Problem to work on:
Scan the listing for "after" and copy out each line that has it.

Recorded data:

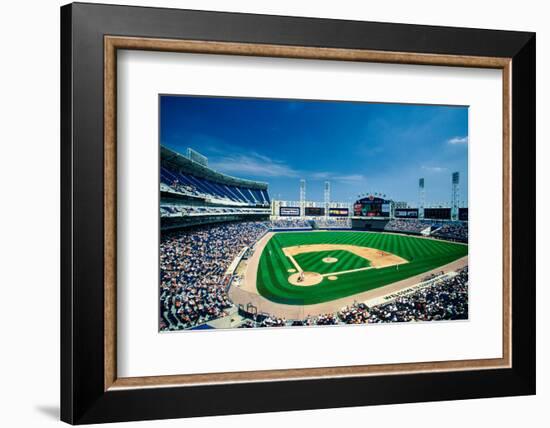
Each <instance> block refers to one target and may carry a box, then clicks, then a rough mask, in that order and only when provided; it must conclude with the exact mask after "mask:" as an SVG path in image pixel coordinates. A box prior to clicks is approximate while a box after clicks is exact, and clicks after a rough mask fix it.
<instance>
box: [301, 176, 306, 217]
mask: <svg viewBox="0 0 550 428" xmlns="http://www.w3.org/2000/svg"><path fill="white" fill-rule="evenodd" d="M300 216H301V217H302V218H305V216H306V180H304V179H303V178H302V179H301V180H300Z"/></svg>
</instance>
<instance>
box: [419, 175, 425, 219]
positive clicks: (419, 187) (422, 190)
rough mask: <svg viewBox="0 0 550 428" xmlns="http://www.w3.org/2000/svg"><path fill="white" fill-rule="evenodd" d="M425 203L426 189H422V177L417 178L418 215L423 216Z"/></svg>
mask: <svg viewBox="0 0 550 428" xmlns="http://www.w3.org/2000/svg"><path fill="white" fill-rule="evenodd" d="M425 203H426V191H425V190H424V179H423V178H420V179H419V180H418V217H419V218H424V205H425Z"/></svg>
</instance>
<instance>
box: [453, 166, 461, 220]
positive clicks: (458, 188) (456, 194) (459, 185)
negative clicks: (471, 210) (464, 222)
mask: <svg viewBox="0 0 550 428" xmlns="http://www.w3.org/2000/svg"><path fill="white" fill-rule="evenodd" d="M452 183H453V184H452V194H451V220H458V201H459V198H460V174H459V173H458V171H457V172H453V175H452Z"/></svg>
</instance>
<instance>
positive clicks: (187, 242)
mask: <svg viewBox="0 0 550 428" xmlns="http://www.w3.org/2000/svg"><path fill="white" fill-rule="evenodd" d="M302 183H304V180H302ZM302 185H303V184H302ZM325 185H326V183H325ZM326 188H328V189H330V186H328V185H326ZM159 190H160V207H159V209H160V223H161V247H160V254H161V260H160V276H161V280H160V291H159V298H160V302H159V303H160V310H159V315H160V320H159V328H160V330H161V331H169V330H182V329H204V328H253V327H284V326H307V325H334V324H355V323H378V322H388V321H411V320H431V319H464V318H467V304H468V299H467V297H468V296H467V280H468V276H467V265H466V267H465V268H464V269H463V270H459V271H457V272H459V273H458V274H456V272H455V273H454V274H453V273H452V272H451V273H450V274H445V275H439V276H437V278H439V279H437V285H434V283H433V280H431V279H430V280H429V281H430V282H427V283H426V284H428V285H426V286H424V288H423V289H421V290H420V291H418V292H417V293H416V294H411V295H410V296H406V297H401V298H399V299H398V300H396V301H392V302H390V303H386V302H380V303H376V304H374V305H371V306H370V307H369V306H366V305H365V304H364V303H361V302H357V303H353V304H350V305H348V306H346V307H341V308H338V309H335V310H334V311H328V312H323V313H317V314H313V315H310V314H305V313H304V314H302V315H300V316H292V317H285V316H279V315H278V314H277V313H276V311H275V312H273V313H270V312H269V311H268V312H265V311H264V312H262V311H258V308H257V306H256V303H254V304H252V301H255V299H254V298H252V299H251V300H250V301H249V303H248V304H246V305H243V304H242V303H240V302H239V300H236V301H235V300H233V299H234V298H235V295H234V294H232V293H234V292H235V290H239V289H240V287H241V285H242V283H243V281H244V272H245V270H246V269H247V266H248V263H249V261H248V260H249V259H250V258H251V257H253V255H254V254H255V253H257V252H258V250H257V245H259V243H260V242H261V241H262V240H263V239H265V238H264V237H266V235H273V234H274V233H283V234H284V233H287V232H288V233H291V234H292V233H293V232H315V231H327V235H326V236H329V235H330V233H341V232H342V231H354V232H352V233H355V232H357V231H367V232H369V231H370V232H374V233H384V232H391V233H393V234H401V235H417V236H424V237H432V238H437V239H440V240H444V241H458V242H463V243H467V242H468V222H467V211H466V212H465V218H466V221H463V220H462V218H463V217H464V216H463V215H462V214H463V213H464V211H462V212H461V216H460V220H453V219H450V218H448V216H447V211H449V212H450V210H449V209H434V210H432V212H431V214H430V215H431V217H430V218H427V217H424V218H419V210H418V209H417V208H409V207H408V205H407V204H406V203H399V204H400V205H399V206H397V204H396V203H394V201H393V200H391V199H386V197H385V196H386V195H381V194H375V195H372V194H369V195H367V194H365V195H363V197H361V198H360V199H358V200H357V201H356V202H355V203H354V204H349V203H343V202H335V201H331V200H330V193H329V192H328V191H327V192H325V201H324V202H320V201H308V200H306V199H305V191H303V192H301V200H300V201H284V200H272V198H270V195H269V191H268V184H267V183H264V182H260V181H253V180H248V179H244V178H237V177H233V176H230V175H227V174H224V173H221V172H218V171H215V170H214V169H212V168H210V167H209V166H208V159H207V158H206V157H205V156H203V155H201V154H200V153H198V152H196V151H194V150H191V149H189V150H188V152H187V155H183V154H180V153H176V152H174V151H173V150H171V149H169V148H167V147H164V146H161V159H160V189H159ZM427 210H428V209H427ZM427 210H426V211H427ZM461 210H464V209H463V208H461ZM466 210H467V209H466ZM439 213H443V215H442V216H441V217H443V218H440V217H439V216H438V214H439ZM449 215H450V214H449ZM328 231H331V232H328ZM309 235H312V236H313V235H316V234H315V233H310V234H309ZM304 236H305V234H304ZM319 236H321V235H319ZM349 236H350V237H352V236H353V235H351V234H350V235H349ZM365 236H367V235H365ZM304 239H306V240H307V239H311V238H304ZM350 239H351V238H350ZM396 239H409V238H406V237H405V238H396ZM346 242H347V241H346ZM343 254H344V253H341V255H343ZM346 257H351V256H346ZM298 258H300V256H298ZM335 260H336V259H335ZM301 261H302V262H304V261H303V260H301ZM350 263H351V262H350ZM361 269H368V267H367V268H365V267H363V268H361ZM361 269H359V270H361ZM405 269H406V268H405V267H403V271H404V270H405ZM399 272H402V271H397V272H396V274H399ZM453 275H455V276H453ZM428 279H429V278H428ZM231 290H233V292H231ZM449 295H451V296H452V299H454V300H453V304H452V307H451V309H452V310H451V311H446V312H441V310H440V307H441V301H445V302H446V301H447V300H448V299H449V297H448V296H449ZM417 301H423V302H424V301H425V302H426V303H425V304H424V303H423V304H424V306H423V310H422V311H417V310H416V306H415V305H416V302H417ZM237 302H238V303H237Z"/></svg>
...
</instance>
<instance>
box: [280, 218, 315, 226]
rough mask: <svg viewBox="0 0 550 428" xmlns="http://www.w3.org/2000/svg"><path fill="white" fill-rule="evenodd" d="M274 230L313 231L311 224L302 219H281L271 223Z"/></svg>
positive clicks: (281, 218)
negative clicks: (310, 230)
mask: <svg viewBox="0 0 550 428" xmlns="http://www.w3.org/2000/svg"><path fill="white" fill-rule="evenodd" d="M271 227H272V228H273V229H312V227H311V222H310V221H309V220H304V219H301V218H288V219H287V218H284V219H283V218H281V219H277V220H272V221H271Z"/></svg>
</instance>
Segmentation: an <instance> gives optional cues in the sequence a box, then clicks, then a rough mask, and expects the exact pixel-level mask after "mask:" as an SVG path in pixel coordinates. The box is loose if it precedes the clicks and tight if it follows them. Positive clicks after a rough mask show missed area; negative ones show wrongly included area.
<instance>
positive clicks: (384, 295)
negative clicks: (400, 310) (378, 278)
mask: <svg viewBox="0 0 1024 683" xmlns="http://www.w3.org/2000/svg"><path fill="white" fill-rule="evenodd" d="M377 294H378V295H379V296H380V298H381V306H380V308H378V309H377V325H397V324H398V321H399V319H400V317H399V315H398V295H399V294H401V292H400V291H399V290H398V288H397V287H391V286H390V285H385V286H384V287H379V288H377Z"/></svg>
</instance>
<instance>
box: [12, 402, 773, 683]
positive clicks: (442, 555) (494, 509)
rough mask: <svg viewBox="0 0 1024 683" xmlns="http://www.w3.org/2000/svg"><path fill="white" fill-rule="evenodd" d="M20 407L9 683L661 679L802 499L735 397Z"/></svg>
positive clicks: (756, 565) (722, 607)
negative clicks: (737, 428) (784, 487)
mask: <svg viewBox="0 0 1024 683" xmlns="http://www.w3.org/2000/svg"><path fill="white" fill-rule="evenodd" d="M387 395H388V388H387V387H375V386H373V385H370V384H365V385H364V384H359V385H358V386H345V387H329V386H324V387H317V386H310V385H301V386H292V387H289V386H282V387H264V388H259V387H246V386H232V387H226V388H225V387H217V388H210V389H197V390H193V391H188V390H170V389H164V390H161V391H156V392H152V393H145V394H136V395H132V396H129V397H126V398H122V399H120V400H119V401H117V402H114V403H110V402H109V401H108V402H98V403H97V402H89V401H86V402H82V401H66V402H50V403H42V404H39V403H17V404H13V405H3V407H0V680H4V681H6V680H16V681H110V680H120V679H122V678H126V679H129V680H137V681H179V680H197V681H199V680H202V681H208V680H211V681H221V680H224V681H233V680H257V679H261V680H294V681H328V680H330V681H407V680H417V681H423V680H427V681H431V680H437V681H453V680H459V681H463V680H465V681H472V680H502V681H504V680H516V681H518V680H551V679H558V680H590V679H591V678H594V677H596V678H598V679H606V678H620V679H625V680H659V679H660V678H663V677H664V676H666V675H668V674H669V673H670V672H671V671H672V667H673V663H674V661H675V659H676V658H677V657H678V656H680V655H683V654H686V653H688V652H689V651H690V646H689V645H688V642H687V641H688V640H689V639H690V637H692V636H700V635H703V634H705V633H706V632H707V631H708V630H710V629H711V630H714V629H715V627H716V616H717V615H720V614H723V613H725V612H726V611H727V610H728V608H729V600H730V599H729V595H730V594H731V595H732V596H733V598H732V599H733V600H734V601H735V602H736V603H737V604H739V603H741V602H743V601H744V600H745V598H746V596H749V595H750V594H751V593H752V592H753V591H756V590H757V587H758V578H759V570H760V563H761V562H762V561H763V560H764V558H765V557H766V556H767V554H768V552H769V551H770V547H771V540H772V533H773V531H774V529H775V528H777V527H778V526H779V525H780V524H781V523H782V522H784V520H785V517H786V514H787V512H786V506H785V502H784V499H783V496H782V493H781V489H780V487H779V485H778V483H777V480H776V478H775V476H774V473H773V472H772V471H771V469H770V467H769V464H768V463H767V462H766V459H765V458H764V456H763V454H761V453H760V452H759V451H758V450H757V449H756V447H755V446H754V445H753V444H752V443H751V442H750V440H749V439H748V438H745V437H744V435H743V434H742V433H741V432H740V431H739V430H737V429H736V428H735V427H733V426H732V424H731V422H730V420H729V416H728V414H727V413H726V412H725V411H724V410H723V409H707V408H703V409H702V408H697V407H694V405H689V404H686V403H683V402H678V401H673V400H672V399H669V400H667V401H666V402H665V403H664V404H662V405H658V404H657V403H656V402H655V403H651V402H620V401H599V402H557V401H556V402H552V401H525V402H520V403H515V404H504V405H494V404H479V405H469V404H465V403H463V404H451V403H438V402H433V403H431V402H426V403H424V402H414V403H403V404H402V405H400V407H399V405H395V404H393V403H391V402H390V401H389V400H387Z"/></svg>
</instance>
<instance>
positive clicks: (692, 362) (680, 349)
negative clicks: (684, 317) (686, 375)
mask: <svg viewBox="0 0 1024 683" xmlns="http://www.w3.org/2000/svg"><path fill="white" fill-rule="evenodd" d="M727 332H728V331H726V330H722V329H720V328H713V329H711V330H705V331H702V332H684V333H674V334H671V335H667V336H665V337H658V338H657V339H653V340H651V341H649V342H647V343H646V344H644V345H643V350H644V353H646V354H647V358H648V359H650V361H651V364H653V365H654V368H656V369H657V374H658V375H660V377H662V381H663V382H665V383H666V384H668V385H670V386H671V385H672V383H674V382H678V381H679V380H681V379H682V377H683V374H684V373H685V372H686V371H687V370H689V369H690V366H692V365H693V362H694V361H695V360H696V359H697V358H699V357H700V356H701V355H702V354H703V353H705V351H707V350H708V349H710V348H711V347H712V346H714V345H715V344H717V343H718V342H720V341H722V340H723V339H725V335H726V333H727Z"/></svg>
==
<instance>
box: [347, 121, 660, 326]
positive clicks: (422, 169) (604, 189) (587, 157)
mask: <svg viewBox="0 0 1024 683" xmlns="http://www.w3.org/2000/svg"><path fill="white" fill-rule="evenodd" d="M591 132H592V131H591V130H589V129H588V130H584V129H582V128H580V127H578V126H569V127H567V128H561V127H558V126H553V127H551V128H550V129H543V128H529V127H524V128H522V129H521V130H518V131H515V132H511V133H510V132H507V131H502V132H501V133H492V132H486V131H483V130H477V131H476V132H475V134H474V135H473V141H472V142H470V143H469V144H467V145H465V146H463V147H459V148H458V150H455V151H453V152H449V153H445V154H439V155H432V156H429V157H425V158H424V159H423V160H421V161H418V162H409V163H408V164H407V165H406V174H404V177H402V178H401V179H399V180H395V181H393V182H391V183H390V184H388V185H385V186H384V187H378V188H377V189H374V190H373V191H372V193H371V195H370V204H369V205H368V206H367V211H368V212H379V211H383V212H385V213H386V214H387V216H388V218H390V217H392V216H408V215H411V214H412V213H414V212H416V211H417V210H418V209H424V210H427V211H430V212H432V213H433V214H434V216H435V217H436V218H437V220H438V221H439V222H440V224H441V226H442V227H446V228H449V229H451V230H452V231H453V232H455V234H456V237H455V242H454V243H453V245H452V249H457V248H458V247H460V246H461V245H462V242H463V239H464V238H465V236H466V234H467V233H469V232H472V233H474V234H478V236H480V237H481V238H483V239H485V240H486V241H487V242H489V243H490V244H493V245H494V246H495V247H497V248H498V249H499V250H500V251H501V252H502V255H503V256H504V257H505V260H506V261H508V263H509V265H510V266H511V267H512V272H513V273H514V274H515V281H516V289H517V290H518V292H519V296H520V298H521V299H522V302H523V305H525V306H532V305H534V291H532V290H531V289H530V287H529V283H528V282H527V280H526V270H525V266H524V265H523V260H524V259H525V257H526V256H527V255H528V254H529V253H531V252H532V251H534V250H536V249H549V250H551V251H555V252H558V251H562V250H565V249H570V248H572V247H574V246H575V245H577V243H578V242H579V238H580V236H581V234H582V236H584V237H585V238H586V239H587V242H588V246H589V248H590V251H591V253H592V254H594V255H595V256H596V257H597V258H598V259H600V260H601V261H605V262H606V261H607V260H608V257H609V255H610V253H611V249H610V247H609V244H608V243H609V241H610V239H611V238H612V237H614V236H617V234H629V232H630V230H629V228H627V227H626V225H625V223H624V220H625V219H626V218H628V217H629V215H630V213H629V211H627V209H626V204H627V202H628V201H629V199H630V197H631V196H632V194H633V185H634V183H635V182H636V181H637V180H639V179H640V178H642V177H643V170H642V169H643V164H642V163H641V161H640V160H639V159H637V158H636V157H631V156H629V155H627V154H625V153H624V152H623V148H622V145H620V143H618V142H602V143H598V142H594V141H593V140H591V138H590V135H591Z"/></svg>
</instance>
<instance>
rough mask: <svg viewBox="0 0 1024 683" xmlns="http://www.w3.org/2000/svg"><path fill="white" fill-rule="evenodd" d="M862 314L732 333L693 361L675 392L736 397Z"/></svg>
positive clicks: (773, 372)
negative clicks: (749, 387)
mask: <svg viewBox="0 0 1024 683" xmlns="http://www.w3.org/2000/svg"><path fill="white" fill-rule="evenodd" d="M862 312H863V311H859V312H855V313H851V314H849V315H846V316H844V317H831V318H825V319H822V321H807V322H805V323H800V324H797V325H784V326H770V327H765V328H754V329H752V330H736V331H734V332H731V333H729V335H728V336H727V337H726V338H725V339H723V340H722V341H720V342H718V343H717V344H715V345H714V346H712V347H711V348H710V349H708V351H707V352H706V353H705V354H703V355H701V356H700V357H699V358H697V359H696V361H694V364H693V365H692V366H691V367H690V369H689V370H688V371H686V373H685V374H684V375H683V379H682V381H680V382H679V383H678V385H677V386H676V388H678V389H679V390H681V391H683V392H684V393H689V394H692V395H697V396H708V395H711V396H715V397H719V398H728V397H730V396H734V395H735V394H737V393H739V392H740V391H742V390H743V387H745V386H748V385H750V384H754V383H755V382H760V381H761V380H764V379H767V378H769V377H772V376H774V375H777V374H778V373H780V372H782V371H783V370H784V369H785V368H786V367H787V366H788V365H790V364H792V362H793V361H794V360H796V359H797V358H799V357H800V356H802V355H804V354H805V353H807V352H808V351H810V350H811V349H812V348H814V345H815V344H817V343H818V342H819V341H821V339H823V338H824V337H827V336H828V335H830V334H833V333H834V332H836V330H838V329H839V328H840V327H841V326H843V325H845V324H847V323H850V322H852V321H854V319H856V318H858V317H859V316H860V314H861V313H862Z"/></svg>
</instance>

Your solution:
Each <instance> block refers to one target and may carry a box, then clicks, then a rough mask, in that order and only when provided; it must conclude with the exact mask after "mask:" as an SVG path in image pixel coordinates. A box prior to clicks is approximate while a box after clicks is exact, and clicks after a rough mask fix it.
Segmentation: an <instance> gives optional cues in the sequence a box, then clicks, then a rough mask, and expects the exact pixel-level mask after "mask:" as an SVG path in pixel coordinates. The box is loose if it precedes the clicks and tight if it follows them. Positive clicks after a rough mask show missed area; negative ones show wrongly included area.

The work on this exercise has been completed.